start
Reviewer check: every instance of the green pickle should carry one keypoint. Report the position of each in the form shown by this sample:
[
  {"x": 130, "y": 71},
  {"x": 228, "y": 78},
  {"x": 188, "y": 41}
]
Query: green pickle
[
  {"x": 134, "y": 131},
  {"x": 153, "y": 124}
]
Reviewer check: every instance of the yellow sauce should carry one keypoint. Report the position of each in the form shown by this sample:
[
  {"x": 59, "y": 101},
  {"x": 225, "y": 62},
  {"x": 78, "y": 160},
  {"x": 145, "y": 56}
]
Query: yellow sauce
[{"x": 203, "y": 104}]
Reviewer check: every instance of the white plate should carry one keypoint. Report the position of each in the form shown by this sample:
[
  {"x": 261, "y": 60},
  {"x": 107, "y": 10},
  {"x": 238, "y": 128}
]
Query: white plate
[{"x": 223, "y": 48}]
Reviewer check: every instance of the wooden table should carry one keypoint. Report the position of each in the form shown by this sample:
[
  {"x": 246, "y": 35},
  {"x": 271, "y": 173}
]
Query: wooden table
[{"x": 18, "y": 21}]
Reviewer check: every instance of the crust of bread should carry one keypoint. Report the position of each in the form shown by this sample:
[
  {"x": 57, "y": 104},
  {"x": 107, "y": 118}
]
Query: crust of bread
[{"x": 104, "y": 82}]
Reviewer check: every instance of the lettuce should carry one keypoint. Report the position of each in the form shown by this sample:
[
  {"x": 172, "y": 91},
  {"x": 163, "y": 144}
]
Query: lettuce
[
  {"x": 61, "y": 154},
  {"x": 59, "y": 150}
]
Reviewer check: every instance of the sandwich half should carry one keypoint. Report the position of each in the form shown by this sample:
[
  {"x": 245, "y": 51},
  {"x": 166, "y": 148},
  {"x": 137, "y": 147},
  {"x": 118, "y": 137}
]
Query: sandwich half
end
Stated goal:
Rewrite all of the lines above, putting "Annotation check" wherever "Reviewer check" appears and leaving everything else as it is.

Output of the exercise:
Annotation check: every instance of the green pickle should carry one keypoint. Report the position of each in the form shown by this sample:
[
  {"x": 130, "y": 71},
  {"x": 228, "y": 78},
  {"x": 188, "y": 41}
]
Query: green pickle
[
  {"x": 134, "y": 131},
  {"x": 153, "y": 124}
]
Annotation check: every instance of the yellow sauce should carry one keypoint. Report the position of each in the form shown by this sample:
[
  {"x": 59, "y": 101},
  {"x": 225, "y": 62},
  {"x": 78, "y": 160},
  {"x": 145, "y": 56}
]
Query: yellow sauce
[{"x": 203, "y": 104}]
Annotation check: every instance of the white plate should carry one keypoint. Report the position of each in the form shown by this sample:
[
  {"x": 261, "y": 60},
  {"x": 107, "y": 10},
  {"x": 238, "y": 128}
]
Query: white plate
[{"x": 223, "y": 48}]
Annotation check: every instance of the wooden table should carry one keypoint. Report the position of each in the form shown by this sample:
[
  {"x": 246, "y": 35},
  {"x": 271, "y": 173}
]
Query: wooden table
[{"x": 18, "y": 21}]
Annotation check: every instance of the crust of bread should carry one keypoint. Report the position of each in the form shown by this sample:
[
  {"x": 57, "y": 104},
  {"x": 107, "y": 118}
]
Query: crust of bread
[{"x": 104, "y": 82}]
Annotation check: every instance of the lettuce should carry one keypoint. Report the position of each in the form shown by this sample:
[
  {"x": 172, "y": 91},
  {"x": 163, "y": 144}
]
Query: lettuce
[
  {"x": 61, "y": 154},
  {"x": 59, "y": 150}
]
Annotation check: every instance of the sandwich half should carry one keypoint. Report the position of each in the form shown by this sample:
[
  {"x": 245, "y": 51},
  {"x": 166, "y": 148},
  {"x": 137, "y": 147},
  {"x": 118, "y": 137}
]
Query: sandwich half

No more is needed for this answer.